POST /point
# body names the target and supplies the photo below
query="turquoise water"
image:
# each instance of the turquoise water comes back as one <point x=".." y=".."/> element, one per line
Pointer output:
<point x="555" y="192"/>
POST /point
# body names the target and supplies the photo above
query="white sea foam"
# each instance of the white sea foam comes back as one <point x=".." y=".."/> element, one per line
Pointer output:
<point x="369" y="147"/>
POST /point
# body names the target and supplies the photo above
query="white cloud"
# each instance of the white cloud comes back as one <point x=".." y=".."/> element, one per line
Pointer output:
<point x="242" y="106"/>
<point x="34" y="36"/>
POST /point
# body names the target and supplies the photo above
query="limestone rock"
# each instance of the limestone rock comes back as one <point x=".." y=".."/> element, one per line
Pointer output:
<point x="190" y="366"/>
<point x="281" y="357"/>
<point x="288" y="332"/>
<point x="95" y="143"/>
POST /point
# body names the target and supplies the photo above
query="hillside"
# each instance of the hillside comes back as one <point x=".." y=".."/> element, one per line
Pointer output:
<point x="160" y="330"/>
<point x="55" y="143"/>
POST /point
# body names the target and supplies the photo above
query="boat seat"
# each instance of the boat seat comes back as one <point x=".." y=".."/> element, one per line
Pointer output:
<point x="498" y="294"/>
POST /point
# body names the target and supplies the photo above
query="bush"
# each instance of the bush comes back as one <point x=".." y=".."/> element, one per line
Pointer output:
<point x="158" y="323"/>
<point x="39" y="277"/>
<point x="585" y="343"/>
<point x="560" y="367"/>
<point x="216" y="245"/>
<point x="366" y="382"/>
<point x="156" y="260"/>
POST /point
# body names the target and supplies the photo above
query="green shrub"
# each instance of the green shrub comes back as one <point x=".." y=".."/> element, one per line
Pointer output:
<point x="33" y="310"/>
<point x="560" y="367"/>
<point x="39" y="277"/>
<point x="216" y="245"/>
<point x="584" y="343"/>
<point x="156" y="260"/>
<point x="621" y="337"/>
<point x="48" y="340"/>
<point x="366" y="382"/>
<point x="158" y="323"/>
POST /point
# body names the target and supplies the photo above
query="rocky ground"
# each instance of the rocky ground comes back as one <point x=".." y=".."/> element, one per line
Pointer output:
══════════
_GOAL OF THE EXERCISE_
The material shown above must be written out again in full, exactly as it reads.

_TASK ANSWER_
POST /point
# body names the target and supplies the photo below
query="turquoise water"
image:
# each instance of the turquoise water comes back as one <point x=".." y=".."/> element, one per line
Pointer output:
<point x="555" y="192"/>
POST /point
# body names the target and supplies the photo above
query="white sea foam"
# each instance of the white sea foam comes back as one <point x=".." y=".."/> element, one per line
Pointer output:
<point x="369" y="147"/>
POST /point
# body names the target and supplies the photo above
query="white cloud"
# each instance of the white cloud comes back as one <point x=".." y=".."/> element, one per line
Pointer output:
<point x="242" y="106"/>
<point x="34" y="36"/>
POST /point
# body names the target and supplies the photo above
query="limestone rock"
# each instance of the limestone rock comes back as one <point x=".." y=".."/> element, one per line
Pointer output:
<point x="190" y="366"/>
<point x="281" y="357"/>
<point x="288" y="332"/>
<point x="95" y="143"/>
POST /point
# body names the target and supplies the photo above
query="hillside"
# each instance of the hillside comes back as one <point x=".." y=".."/> element, one per line
Pointer output:
<point x="160" y="330"/>
<point x="55" y="143"/>
POST /point
# body names the target and supplies the photo above
query="boat seat"
# each instance of the boat seat comes back as one <point x=".." y=".."/> element, one per line
Pointer output:
<point x="498" y="294"/>
POST /point
# body names the target and supplies the photo above
query="bush"
# each instance of the bush comes back as one <point x=".." y=".."/> element, one per line
Pointer output:
<point x="158" y="323"/>
<point x="39" y="277"/>
<point x="585" y="343"/>
<point x="560" y="367"/>
<point x="216" y="245"/>
<point x="366" y="382"/>
<point x="156" y="260"/>
POST /point
# body names the target and supplies the photo above
query="green shrub"
# each instance of the green shrub comes back as one <point x=".." y=".."/> element, one per line
Pointer output:
<point x="33" y="310"/>
<point x="560" y="367"/>
<point x="39" y="277"/>
<point x="216" y="245"/>
<point x="584" y="343"/>
<point x="156" y="260"/>
<point x="621" y="337"/>
<point x="48" y="340"/>
<point x="366" y="382"/>
<point x="158" y="323"/>
POST /point
# body names the target and supplies the photo above
query="rocky ground"
# each instance of the rocky ground comes back as one <point x=".." y=".."/> element, one per line
Pointer output:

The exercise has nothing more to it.